Problem description: Print everything in the records below from the line containing "of every metal" down to the line containing "(147, 75), (407, 135)", with both of those lines included, and reproduce each line exactly.
** Begin Records **
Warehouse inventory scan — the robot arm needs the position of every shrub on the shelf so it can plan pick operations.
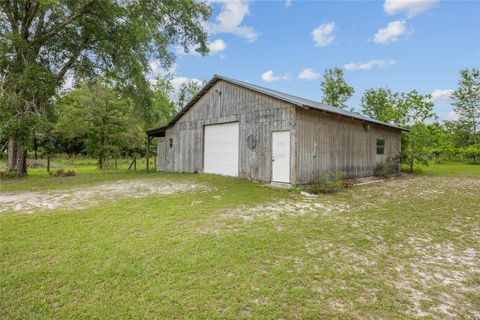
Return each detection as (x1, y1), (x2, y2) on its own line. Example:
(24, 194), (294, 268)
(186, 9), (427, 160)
(48, 169), (75, 177)
(0, 170), (22, 180)
(311, 170), (347, 194)
(373, 161), (398, 178)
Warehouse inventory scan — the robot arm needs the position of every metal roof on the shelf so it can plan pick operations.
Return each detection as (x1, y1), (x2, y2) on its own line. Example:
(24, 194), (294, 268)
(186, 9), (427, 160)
(147, 75), (407, 135)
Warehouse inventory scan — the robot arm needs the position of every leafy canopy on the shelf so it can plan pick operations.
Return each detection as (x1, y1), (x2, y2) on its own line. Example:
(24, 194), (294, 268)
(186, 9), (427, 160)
(0, 0), (210, 142)
(320, 68), (355, 109)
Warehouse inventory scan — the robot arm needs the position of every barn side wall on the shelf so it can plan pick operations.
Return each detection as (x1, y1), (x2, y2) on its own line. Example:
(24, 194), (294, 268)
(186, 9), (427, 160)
(157, 80), (295, 182)
(295, 108), (401, 184)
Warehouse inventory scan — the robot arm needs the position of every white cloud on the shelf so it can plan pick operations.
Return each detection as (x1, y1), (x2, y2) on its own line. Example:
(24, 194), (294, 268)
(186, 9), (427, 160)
(208, 39), (227, 54)
(383, 0), (438, 18)
(430, 89), (453, 102)
(373, 20), (408, 44)
(262, 70), (289, 82)
(175, 39), (227, 56)
(344, 59), (396, 70)
(298, 68), (320, 80)
(311, 22), (335, 47)
(206, 0), (258, 42)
** End Records **
Exercise response:
Warehouse inventory scan — the robot arm needs the position of every metal roof on the shelf so it can plan pick operations.
Return each detection as (x1, y1), (x2, y2) on its own line. Example:
(24, 194), (294, 268)
(186, 9), (427, 160)
(147, 75), (407, 135)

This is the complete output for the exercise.